### Requirement
Collect and copy each line of the items below that contains the string "above", treating uppercase and lowercase as different.

::::::::

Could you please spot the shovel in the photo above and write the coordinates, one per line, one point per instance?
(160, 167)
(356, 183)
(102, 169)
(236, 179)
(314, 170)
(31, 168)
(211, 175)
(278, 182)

::::::::

### Response to this task
Could you please spot the shovel in the photo above and write the coordinates, one per line, one point per instance?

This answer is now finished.